Arrange the data below as a JSON list of strings, one string per line and blank lines omitted, taking everything from the line containing "Indicate the hummingbird" down to the line containing "x=120, y=175", both included.

--- BEGIN ---

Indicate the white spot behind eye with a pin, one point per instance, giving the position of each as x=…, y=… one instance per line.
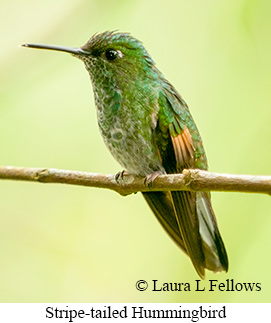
x=120, y=53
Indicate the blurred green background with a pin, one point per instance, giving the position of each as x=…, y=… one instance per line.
x=73, y=244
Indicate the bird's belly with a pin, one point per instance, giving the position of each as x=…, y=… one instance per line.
x=135, y=151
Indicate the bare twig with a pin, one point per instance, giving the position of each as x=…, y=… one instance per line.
x=189, y=180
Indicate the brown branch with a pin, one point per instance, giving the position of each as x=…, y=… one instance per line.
x=189, y=180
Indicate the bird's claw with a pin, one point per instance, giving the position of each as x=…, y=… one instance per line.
x=150, y=178
x=119, y=176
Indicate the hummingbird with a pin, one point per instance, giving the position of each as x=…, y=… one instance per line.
x=149, y=130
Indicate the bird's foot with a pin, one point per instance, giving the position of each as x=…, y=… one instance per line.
x=151, y=177
x=120, y=175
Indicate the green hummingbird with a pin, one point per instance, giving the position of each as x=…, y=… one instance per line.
x=149, y=130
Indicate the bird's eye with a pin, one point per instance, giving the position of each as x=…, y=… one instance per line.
x=111, y=54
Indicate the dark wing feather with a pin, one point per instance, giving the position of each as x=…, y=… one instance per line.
x=179, y=145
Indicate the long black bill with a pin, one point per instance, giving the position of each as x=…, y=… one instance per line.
x=71, y=50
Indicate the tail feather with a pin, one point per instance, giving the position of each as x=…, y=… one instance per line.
x=190, y=221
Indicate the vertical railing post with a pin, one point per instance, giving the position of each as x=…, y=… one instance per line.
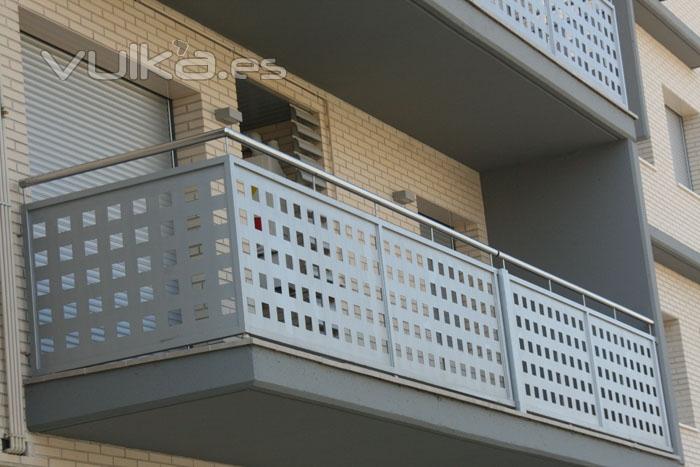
x=506, y=321
x=231, y=203
x=385, y=295
x=550, y=26
x=662, y=395
x=594, y=373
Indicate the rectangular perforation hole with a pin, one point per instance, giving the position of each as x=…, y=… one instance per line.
x=89, y=218
x=217, y=187
x=139, y=206
x=201, y=311
x=191, y=194
x=193, y=222
x=220, y=216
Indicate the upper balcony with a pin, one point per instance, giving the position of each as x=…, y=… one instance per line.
x=487, y=82
x=208, y=298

--- END ---

■ **Written answer**:
[
  "Indicate the hummingbird with a pin, one point per instance, giving the position of each as x=…, y=… one instance per line.",
  "x=149, y=130",
  "Indicate the bird's foot with a pin, one point per instance, giving the position of each as x=…, y=… one instance per line.",
  "x=151, y=177",
  "x=120, y=175"
]